When a system having castout lock in a dataset loses its update interest in that dataset, the system relinquishes castout lock for that dataset. If the system held lock in the backup state, no further action is required. If, however, the system held a primary ownership interest in the dataset, primary ownership must pass to a backup system. If no backup system exists, all changed data from the dataset are castout by the primary system and the castout process for that dataset is folded up before the primary system relinquishes ownership. If one or more backup systems do exist, primary ownership responsibility is passed on to one of these systems.

A structure castout ownership level is provided whereby a system is designated as having castout responsibility for the whole cache structure in the shared cache. The system having castout ownership at the structure level accomplishes its tasks by calling on systems having castout ownership (preferably primary ownership) for the datasets. Periodically, a process within the structure castout owner takes a checkpoint to determine a timestamp for recovery purposes. At checkpoint, the structure castout owner attempts to castout all dirty data for the cache structure used by the system.

In the event of a failure of the primary castout owner for a dataset, the structure castout owner detects the absence of the primary castout owner and assumes the responsibility for casting out changed data of that dataset.

An advantage of the invention is that castout responsibility is distributed among several systems. Thus, bottlenecks caused by an overloaded system can be avoided. A further advantage is that by distributing the castout workload, the impact on transaction processing is minimized and protection is provided against loss of the castout feature.

# # # #

_Description of the task_:
Copy word for word the part of the castout ownership passage that begins with the words containing "A structure castout" and ends with "by the system.".

_Stored records_:
# # # #

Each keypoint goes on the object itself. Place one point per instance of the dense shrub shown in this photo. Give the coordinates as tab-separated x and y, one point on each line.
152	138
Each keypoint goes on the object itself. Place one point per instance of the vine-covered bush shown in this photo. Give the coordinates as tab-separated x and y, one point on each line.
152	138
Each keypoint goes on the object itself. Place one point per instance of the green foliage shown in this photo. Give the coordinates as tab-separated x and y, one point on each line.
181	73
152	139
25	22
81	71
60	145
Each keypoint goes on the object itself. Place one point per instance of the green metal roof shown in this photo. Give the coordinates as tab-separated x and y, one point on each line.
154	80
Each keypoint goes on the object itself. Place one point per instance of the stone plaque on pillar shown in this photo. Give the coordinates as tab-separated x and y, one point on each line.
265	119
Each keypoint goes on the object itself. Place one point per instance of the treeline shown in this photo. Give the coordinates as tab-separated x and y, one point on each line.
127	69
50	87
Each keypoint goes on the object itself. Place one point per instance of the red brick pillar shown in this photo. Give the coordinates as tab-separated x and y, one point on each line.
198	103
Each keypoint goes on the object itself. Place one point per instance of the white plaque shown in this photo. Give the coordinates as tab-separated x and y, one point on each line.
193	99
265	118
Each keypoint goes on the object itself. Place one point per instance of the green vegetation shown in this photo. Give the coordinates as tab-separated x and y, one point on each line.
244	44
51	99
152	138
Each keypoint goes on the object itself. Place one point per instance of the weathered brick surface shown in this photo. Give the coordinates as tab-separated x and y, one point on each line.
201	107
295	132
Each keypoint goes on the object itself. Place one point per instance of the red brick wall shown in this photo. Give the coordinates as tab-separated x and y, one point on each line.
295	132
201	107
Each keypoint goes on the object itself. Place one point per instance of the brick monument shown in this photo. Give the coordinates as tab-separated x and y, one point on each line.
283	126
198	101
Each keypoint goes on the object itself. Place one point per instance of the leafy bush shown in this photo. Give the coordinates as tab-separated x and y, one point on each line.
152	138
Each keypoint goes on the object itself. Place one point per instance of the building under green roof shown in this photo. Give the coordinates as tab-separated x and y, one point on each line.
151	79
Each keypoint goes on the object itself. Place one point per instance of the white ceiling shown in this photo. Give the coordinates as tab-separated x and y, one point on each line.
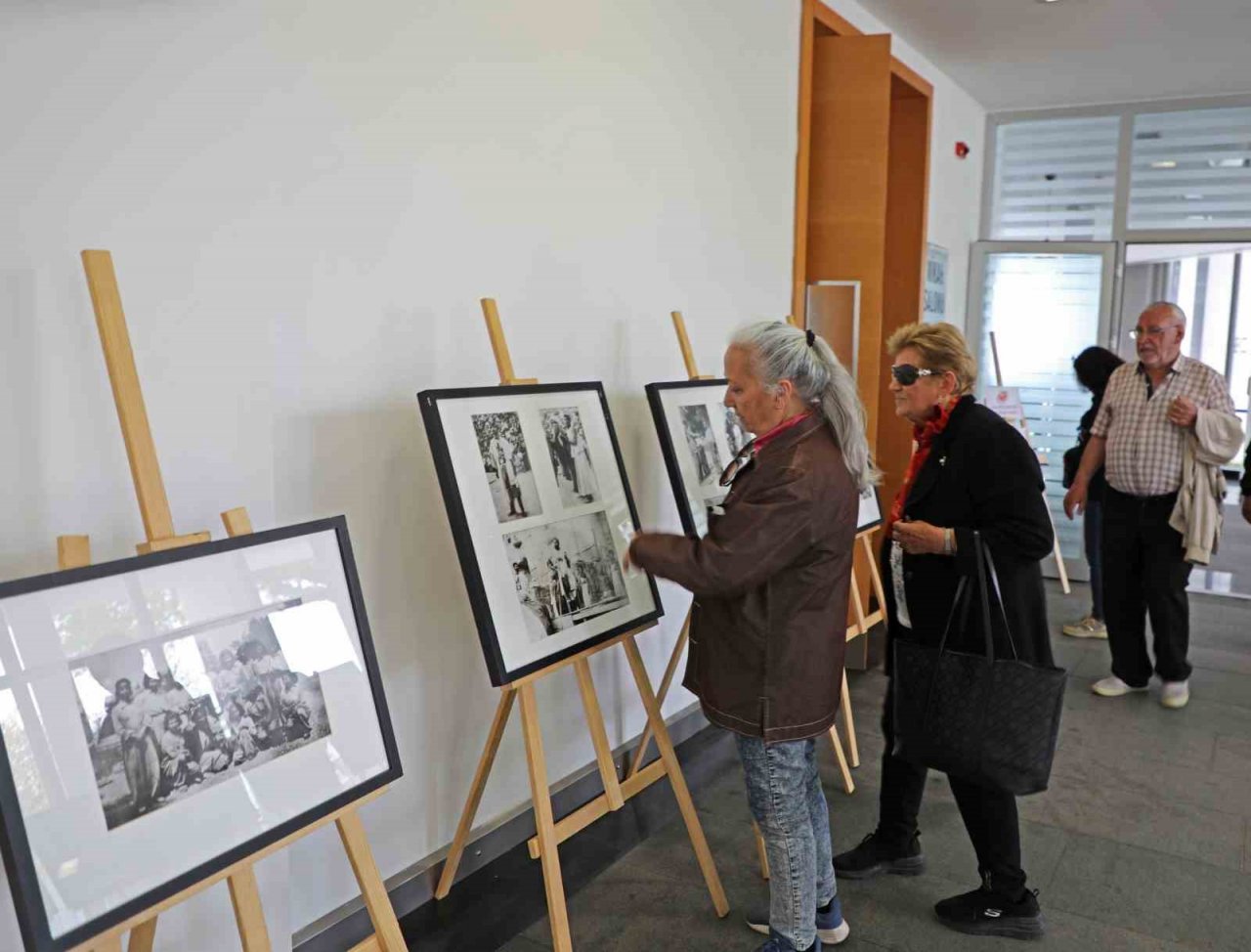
1023	54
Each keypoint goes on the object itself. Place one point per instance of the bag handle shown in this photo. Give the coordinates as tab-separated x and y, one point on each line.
986	577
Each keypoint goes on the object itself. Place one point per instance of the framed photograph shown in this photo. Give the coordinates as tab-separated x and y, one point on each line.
870	510
541	514
698	438
166	715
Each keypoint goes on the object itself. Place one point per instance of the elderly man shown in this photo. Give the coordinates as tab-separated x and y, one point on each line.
1164	421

# # # #

_Task solution_:
A structure castout ownership level is provided whereby a system is designated as having castout responsibility for the whole cache structure in the shared cache. The system having castout ownership at the structure level accomplishes its tasks by calling on systems having castout ownership (preferably primary ownership) for the datasets. Periodically, a process within the structure castout owner takes a checkpoint to determine a timestamp for recovery purposes. At checkpoint, the structure castout owner attempts to castout all dirty data for the cache structure used by the system.